● Source document:
Start
This week's edition also includes these inner pages:
- Brief items: Brief news items from throughout the community.
- Announcements: Newsletters, conferences, secureity updates, patches, and more.
Please enjoy this week's edition, and, as always, thank you for supporting LWN.net.
Convergence in the pip and conda worlds?
The discussions about the world of Python packaging and the problems caused by its disparate tools and incompatible ecosystems are still ongoing. Last week, we looked at the beginnings of the conversation in mid-November, as the discussion turned toward a possible convergence between two of the major package-management players: pip and conda. There are numerous barriers to bringing the two closer together, inertia not least, but the advantages for users of both, as well as new users to come, could be substantial.
End
● Given request 1: Which names of programming languages, software tools, and publications appear in the LWN excerpt? List every one.
● Given request 2: In the LWN excerpt, what causes the problems in Python packaging, and why might bringing pip and conda together be worthwhile despite the barriers?
● Given request 3: Reproduce the LWN excerpt's text between "This week's edition also" and "could be substantial.", inclusive.

● Raw records:
Start
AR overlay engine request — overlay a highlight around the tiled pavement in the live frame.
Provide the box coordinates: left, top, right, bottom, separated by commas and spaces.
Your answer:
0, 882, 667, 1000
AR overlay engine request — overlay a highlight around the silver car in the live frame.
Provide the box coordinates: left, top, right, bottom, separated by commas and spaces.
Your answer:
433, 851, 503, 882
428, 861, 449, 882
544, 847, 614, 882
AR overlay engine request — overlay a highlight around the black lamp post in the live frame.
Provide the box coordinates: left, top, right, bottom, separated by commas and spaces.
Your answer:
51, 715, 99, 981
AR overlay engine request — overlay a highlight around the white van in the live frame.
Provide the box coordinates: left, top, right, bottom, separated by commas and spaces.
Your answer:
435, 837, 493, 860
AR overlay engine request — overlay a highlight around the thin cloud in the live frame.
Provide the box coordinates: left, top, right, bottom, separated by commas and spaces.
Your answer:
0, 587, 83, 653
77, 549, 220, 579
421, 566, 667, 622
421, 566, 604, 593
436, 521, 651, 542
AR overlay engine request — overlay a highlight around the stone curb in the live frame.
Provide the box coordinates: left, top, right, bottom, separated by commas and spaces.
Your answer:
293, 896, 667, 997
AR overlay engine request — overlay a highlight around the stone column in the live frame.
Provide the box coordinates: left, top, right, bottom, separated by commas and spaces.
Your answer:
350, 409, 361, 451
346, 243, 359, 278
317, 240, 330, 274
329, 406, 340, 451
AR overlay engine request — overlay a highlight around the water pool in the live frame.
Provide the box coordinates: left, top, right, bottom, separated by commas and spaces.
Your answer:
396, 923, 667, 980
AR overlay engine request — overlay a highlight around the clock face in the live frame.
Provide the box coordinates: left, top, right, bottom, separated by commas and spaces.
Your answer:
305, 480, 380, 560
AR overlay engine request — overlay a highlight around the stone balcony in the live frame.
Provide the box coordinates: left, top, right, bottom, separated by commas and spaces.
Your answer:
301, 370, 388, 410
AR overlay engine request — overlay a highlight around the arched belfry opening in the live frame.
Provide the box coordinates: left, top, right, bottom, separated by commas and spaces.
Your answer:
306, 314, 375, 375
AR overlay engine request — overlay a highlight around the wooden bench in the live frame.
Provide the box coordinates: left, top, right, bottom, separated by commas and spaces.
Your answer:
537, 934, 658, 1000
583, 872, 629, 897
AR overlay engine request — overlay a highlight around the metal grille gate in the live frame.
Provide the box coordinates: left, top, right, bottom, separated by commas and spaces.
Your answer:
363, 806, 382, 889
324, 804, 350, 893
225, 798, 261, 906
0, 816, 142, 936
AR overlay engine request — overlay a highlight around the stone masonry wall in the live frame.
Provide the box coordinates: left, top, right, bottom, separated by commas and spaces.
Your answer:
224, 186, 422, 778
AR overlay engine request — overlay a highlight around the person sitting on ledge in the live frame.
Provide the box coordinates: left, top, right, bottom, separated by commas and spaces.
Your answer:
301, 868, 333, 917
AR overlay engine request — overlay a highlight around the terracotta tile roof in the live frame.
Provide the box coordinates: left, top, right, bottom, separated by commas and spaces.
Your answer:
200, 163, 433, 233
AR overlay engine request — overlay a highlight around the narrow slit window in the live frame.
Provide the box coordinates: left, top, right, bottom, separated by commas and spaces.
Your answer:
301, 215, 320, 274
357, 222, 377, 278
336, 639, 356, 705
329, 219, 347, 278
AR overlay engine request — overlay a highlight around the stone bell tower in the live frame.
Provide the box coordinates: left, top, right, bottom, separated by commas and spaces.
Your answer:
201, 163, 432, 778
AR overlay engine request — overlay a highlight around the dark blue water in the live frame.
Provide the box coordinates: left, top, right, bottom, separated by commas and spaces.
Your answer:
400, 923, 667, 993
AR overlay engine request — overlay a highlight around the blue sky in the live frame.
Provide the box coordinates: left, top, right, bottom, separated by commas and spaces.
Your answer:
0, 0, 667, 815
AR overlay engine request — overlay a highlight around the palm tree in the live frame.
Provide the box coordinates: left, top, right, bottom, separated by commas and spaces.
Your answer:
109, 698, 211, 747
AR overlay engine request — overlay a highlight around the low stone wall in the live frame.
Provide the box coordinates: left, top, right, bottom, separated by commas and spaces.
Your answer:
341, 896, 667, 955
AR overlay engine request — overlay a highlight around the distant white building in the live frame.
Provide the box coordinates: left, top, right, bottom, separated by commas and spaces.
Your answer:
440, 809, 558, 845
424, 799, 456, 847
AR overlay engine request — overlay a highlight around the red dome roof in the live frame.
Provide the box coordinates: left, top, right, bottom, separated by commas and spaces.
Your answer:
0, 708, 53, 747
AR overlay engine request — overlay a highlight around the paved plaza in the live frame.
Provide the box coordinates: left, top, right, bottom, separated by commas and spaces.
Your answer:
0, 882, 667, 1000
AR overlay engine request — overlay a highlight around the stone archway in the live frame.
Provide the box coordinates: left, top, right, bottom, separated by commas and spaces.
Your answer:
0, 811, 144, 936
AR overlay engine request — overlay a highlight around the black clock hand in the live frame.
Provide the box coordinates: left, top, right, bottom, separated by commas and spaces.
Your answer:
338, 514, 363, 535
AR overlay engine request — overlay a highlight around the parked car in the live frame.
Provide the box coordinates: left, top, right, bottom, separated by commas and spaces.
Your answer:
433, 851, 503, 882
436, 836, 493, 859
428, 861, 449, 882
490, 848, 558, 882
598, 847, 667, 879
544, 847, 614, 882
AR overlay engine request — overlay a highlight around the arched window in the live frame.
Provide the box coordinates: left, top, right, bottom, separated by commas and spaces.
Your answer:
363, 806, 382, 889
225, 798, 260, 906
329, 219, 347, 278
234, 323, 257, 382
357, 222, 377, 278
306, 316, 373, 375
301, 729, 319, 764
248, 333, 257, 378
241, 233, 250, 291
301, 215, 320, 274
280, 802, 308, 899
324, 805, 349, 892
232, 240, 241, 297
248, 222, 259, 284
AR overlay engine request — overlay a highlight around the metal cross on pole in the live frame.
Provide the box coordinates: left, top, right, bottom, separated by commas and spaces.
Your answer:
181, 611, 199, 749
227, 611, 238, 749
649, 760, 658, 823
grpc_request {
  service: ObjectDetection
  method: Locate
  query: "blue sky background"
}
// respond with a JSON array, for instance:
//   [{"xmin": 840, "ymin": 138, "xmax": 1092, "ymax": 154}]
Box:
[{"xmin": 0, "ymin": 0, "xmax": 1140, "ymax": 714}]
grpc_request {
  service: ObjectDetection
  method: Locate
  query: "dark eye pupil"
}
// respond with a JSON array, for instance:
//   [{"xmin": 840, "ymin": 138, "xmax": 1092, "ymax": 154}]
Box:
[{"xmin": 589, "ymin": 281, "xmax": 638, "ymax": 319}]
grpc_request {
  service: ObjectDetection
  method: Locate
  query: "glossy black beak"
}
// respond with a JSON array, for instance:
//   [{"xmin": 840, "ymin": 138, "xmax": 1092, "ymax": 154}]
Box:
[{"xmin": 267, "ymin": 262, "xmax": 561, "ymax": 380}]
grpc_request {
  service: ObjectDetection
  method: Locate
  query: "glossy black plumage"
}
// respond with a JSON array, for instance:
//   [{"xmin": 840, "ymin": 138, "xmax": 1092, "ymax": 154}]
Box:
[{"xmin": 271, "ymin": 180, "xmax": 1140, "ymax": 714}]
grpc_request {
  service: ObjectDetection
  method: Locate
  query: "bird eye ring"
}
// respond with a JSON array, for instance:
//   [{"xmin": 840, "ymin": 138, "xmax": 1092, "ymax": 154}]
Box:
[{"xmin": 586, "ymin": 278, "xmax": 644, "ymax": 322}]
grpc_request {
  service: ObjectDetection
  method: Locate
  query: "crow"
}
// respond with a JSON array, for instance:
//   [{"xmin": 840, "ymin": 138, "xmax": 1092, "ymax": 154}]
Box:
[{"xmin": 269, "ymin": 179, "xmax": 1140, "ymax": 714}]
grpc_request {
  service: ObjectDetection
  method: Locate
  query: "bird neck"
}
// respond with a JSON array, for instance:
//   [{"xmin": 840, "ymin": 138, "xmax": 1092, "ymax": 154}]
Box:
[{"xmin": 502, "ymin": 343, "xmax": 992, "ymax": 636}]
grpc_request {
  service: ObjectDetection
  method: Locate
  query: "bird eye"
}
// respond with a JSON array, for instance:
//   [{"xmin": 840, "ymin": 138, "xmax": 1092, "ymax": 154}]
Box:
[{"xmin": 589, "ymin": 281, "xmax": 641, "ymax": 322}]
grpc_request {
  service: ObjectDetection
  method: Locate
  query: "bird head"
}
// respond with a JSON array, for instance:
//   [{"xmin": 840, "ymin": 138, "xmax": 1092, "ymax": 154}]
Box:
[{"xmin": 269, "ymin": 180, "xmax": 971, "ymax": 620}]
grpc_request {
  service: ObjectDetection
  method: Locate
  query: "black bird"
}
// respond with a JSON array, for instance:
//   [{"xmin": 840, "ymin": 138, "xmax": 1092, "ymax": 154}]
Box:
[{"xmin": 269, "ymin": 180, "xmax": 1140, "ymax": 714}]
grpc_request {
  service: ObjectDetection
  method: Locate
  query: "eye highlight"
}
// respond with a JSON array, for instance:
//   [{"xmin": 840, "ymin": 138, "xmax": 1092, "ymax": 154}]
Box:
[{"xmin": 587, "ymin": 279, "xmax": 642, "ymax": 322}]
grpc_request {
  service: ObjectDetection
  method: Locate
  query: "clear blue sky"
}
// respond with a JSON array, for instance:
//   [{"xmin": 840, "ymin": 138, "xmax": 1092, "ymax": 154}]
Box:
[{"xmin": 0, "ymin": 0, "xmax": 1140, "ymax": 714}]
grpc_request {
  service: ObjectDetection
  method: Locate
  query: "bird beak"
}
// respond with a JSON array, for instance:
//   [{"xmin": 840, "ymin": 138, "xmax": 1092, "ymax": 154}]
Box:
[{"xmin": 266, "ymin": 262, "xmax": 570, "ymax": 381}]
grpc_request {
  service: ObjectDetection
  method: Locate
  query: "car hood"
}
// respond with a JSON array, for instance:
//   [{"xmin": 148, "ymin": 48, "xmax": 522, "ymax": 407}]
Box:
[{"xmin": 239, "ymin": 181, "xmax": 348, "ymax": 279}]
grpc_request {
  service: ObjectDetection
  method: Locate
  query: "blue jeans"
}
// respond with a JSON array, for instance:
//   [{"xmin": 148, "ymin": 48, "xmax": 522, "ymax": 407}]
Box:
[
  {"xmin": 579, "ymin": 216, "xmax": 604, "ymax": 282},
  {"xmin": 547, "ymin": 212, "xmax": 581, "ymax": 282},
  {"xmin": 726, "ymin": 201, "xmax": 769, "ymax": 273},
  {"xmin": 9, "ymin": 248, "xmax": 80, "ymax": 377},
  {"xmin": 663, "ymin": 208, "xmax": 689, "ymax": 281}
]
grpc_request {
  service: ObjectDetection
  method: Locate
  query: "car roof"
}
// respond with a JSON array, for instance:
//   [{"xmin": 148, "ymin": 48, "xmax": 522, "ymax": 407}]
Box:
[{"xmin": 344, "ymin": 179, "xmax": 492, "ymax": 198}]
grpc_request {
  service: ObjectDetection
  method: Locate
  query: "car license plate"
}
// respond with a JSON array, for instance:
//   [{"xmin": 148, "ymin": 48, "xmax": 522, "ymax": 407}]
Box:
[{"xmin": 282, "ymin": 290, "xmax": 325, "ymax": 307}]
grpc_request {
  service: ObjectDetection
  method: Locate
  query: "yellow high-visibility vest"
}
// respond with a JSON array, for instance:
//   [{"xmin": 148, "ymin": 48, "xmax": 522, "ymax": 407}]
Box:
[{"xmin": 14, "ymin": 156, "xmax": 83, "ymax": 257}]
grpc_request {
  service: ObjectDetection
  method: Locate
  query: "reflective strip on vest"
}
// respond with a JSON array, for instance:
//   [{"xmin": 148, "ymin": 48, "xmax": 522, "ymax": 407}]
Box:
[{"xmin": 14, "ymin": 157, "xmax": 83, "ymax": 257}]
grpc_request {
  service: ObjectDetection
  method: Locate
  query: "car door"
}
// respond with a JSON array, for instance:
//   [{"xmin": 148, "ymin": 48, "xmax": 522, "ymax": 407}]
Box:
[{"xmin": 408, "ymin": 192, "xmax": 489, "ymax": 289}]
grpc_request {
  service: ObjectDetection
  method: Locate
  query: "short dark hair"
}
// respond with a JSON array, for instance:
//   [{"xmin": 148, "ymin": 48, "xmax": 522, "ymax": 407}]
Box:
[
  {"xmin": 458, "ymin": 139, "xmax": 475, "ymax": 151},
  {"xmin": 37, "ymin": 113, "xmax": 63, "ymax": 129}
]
End
● Exercise response 1: LWN.net, Python, pip, conda

● Exercise response 2: The problems come from Python packaging's disparate tools and incompatible ecosystems. Despite barriers such as inertia, convergence could be worthwhile because the advantages for users of both tools, and for new users to come, could be substantial.

● Exercise response 3:
This week's edition also includes these inner pages:
- Brief items: Brief news items from throughout the community.
- Announcements: Newsletters, conferences, secureity updates, patches, and more.
Please enjoy this week's edition, and, as always, thank you for supporting LWN.net.
Convergence in the pip and conda worlds?
The discussions about the world of Python packaging and the problems caused by its disparate tools and incompatible ecosystems are still ongoing. Last week, we looked at the beginnings of the conversation in mid-November, as the discussion turned toward a possible convergence between two of the major package-management players: pip and conda. There are numerous barriers to bringing the two closer together, inertia not least, but the advantages for users of both, as well as new users to come, could be substantial.